(Records from a dataset)

────────────────

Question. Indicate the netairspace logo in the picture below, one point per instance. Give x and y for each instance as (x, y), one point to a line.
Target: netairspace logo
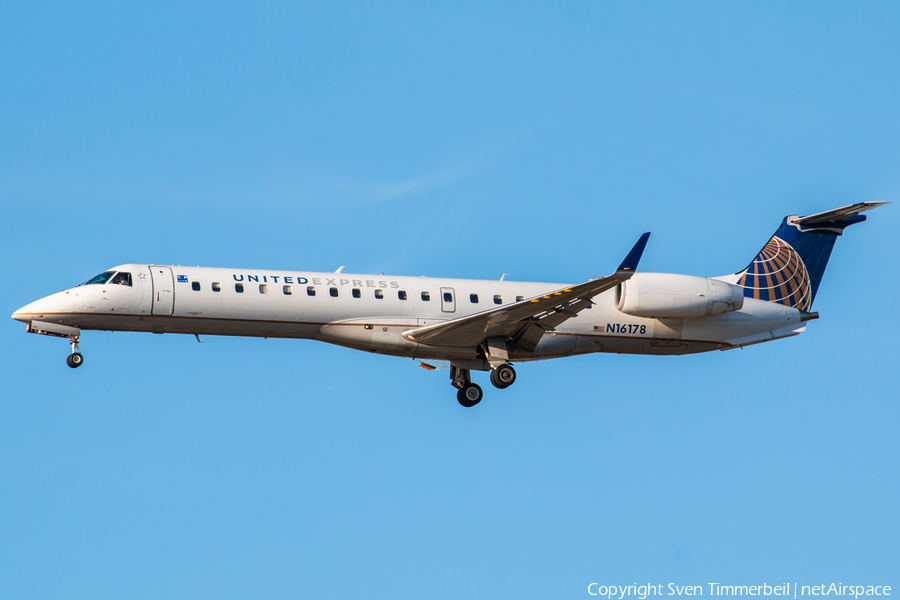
(641, 592)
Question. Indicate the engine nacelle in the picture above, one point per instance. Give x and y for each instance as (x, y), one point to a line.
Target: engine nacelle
(662, 295)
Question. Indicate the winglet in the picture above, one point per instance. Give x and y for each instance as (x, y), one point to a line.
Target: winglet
(634, 257)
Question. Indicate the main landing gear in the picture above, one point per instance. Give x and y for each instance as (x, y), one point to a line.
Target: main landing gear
(503, 376)
(469, 394)
(75, 359)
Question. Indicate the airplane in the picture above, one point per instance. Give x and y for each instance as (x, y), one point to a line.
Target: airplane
(467, 324)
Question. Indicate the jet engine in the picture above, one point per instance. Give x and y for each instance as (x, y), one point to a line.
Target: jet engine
(659, 295)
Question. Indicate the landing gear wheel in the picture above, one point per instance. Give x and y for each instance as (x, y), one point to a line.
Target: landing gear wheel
(469, 395)
(503, 376)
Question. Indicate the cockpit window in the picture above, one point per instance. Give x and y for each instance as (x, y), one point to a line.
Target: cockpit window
(122, 279)
(101, 278)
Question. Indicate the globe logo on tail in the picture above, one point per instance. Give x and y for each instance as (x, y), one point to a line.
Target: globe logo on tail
(778, 275)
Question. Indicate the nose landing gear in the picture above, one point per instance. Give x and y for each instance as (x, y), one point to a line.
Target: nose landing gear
(75, 359)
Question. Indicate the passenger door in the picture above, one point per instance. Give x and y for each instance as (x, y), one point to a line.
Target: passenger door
(163, 291)
(448, 300)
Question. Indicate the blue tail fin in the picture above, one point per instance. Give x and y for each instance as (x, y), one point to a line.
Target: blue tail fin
(790, 266)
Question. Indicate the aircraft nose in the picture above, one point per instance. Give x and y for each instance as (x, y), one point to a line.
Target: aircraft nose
(25, 313)
(38, 308)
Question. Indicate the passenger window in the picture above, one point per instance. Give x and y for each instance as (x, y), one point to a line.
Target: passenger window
(122, 279)
(101, 278)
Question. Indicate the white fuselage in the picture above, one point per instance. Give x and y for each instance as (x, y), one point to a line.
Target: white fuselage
(325, 307)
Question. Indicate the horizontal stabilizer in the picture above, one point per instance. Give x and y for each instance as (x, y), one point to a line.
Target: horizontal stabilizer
(838, 214)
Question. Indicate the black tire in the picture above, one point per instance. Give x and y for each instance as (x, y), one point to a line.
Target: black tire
(503, 376)
(469, 395)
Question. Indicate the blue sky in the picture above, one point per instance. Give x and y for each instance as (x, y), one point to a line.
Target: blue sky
(464, 140)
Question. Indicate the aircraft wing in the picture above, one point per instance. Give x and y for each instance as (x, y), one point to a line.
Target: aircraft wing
(523, 323)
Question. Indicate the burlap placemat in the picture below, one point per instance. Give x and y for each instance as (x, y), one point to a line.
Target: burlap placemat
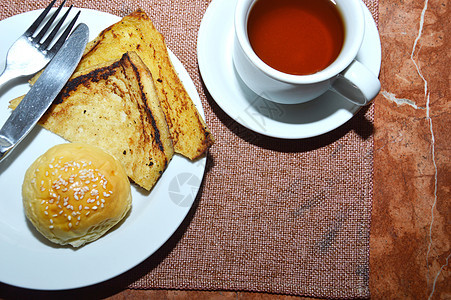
(290, 217)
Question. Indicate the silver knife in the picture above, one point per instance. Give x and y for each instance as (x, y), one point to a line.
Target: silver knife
(44, 91)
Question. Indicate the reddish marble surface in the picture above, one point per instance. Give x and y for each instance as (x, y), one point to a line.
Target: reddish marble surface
(410, 231)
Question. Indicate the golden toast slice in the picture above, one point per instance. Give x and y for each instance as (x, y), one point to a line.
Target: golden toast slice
(115, 106)
(136, 32)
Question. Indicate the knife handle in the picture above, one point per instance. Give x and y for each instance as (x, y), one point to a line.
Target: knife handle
(5, 147)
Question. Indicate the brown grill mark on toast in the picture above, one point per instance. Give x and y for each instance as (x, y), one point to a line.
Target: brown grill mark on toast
(136, 32)
(116, 108)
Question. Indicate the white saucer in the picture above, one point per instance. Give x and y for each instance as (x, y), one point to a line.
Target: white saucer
(316, 117)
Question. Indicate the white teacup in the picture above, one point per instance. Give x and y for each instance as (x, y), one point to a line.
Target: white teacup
(345, 75)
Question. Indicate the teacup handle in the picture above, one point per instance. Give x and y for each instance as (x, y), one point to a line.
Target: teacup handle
(357, 84)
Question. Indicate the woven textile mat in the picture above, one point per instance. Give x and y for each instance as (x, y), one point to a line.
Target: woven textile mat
(279, 216)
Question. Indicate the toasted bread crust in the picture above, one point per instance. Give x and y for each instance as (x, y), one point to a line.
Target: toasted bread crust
(136, 32)
(115, 107)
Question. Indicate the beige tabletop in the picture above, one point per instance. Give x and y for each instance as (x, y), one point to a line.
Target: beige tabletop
(284, 218)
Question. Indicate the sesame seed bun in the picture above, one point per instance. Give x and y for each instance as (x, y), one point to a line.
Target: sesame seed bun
(74, 193)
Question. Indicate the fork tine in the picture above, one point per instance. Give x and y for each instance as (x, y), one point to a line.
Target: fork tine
(29, 32)
(55, 30)
(63, 37)
(49, 23)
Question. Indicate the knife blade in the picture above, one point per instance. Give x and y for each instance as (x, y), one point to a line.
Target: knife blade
(44, 91)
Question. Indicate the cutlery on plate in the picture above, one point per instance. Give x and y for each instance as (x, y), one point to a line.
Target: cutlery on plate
(28, 54)
(44, 91)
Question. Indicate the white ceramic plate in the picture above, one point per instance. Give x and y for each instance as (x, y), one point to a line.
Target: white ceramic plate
(28, 260)
(316, 117)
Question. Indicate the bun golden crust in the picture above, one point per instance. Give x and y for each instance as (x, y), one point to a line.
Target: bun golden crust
(74, 193)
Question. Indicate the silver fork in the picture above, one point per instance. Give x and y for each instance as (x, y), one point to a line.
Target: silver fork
(28, 54)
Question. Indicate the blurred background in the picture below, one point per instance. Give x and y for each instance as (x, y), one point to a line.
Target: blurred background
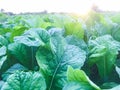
(68, 6)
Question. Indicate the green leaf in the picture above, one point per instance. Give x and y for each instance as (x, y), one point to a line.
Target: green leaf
(78, 80)
(1, 84)
(53, 61)
(115, 88)
(103, 53)
(3, 41)
(11, 70)
(33, 37)
(25, 81)
(72, 40)
(24, 54)
(118, 70)
(74, 28)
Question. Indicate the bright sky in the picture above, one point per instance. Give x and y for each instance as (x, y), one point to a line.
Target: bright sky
(76, 6)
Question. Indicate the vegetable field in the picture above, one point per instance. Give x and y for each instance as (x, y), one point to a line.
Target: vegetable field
(60, 51)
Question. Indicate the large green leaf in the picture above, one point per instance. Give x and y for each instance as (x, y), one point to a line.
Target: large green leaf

────────────────

▶ **EXERCISE**
Reproduce every entry word for word, but skip any pictures.

▶ **RESULT OF THIS TASK**
Question. Indicate the netairspace logo in the picture below, one point per instance. Give x and y for each instance as (x, y), one point to a line.
Target: netairspace logo
(641, 592)
Question. Indicate the engine nacelle in the picture above, one point per instance. Give x and y for each instance as (x, y), one point to a line.
Target: engine nacelle
(662, 295)
Question. Indicate the winglet in the picture above, one point per instance. Give x and y for each instance as (x, y), one point to a line.
Target: winglet
(634, 257)
Question. Indicate the main landing gear in the picture above, one point per instance. Give x and y for each instance as (x, y), one point to a line.
Target: main landing gear
(503, 376)
(469, 394)
(75, 359)
Question. Indicate the airplane in the picture above, one point per instance. Give x and y for each instance as (x, y), one point to a line.
Target: airplane
(467, 324)
Question. Indicate the jet engine in the picture above, one point per instance. Give x and y for each instance as (x, y), one point to a line.
Target: jet engine
(659, 295)
Question. Indicate the landing gear wheel in the picture above, one point per instance. Give x and y for each instance as (x, y), one point to a line.
Target: landing gear wheel
(469, 395)
(503, 376)
Question. Indicate the cockpit window in the picture above, one point per instance. Give x and y for each instance as (x, y), one point to a line.
Target: cockpit window
(122, 279)
(101, 278)
Question. Indicate the globe logo on tail in the picture above, one point per instance. Give x and y for each instance as (x, y), one point to a line.
Target: globe logo on tail
(778, 275)
Question. Indicate the nose landing gear in the picture above, one point per instance. Give x and y for each instance as (x, y), one point to a line.
Target: nose landing gear
(75, 359)
Question. Indicate the passenger door in the picture above, one point per instance. Give x and y for each instance as (x, y), one point to a line.
Target: passenger door
(163, 291)
(448, 300)
Question. Indicate the blue tail fin in the picture above, one point per instance. Give x and y for each instance as (x, y), one point to a line.
Target: blue tail fin
(790, 266)
Question. Indicate the aircraft nose in the picture above, one point per instance. Give x and y for each instance as (x, y), one point to a line.
Target: aircraft nose
(25, 313)
(38, 308)
Question. Indicate the passenger window in the picture above, one point per instance. Give x and y for each instance as (x, y), one point to a line.
Target: passenger window
(122, 279)
(101, 278)
Question. Indicate the white fuselage in the picture above, one point per instance. Give x and y for each instance as (x, y), one point to a line.
Target: white fuselage
(325, 307)
Question. Indicate the horizontal stabilizer in the picture above, one point per instance. Give x and y for each instance as (x, y), one point to a line.
Target: horizontal stabilizer
(838, 214)
Question. Indicate the black tire in the picture above, one point per instance. Give x and y for each instance as (x, y), one point to a line.
Target: black tire
(503, 376)
(469, 395)
Question. Indicate the blue sky in the picture above, one point per instance. Give x and y for each instance as (x, y), one point to a line.
Target: blue sky
(464, 140)
Question. Indicate the aircraft wing in the picture above, one point per instance. Give x and y for each instance as (x, y), one point to a line.
Target: aircraft wing
(523, 323)
Question. Indicate the burlap placemat in the picture below, one point per instance. Give x and y for each instance as (x, y), one point to a line.
Target: burlap placemat
(290, 217)
Question. Indicate the silver knife in the picture above, one point per instance. Give x and y for each instance as (x, y), one point to a line.
Target: silver knife
(44, 91)
Question. Indicate the reddish marble surface in the picture above, one point per instance. Give x and y for each instance as (x, y), one point to a line.
Target: reddish marble surface
(410, 231)
Question. Indicate the golden toast slice in the picture above, one point per instance. Give x and y for each instance as (x, y), one point to a line.
Target: golden toast slice
(115, 106)
(136, 32)
Question. Indicate the knife handle in the picture above, one point per instance. Give x and y for each instance as (x, y), one point to a line.
Target: knife handle
(5, 147)
Question. Indicate the brown grill mark on toast in the picture above, one point per instance. Give x and y for each instance as (x, y), one point to a line.
Target: brown grill mark on toast
(136, 32)
(116, 108)
Question. Indicate the white saucer in the picture above, one point per instance. Give x and y for each instance as (x, y), one point to a line.
Target: white saucer
(316, 117)
Question. Indicate the white teacup in the picture above, one point per instance. Give x and y for each instance as (x, y), one point to a line.
Target: white teacup
(345, 75)
Question. Indicate the teacup handle in the picture above, one point per instance. Give x and y for each instance as (x, y), one point to a line.
Target: teacup handle
(357, 84)
Question. Indicate the woven textile mat in the picture above, one point per instance. Give x and y for each instance as (x, y), one point to a line.
Target: woven textile mat
(279, 216)
Question. Indicate the toasted bread crust in the picture above, one point per instance. Give x and y for each instance as (x, y), one point to a line.
Target: toasted bread crust
(136, 32)
(115, 107)
Question. Indicate the beige tabletop in the picture above, one point per instance. Give x and y for each instance as (x, y), one point to a line.
Target: beige tabletop
(284, 218)
Question. Indicate the sesame seed bun in the picture above, one point per instance. Give x and y for each instance as (x, y), one point to a line.
Target: sesame seed bun
(74, 193)
Question. Indicate the fork tine in the picture above, one point per instance. Give x and y for each instance as (x, y), one point to a line.
Target: fork tine
(29, 32)
(55, 30)
(63, 37)
(49, 23)
Question. Indicate the knife blade in the picture above, one point per instance. Give x and y for each instance as (x, y), one point to a line.
Target: knife blade
(44, 91)
Question. Indicate the cutlery on plate in the picture above, one point per instance. Give x and y for each instance as (x, y), one point to a line.
Target: cutlery on plate
(28, 54)
(44, 91)
Question. Indicate the white ceramic plate in the picture above, one point per instance. Give x and y for each instance as (x, y), one point to a line.
Target: white ceramic plate
(28, 260)
(316, 117)
Question. Indicate the bun golden crust in the picture above, one point per instance. Give x and y for each instance as (x, y), one point to a line.
Target: bun golden crust
(74, 193)
Question. Indicate the silver fork in the picture above, one point per instance. Give x and y for each instance as (x, y), one point to a line.
Target: silver fork
(28, 54)
Question. Indicate the blurred background in the picture below, one point per instance. Give x and y for each instance as (x, y), one point to a line.
Target: blurred background
(68, 6)
Question. Indicate the green leaf in the picture above, one point per instance. Give x and y for each instance as (x, y), one point to a line.
Target: green leaf
(78, 80)
(1, 84)
(53, 61)
(115, 88)
(103, 53)
(3, 41)
(11, 70)
(33, 37)
(25, 81)
(72, 40)
(24, 54)
(118, 70)
(74, 28)
Question. Indicate the bright sky in the picture above, one point per instance. Give x and y for each instance as (x, y), one point to a line.
Target: bright sky
(76, 6)
Question. Indicate the vegetable field in the picture above, one point per instance. Give x and y for each instance as (x, y), one point to a line.
Target: vegetable field
(60, 51)
Question. Indicate the large green leaf in the picture above, one point per instance. Give x and y for each instance as (x, y), one point to a line.
Target: large green leaf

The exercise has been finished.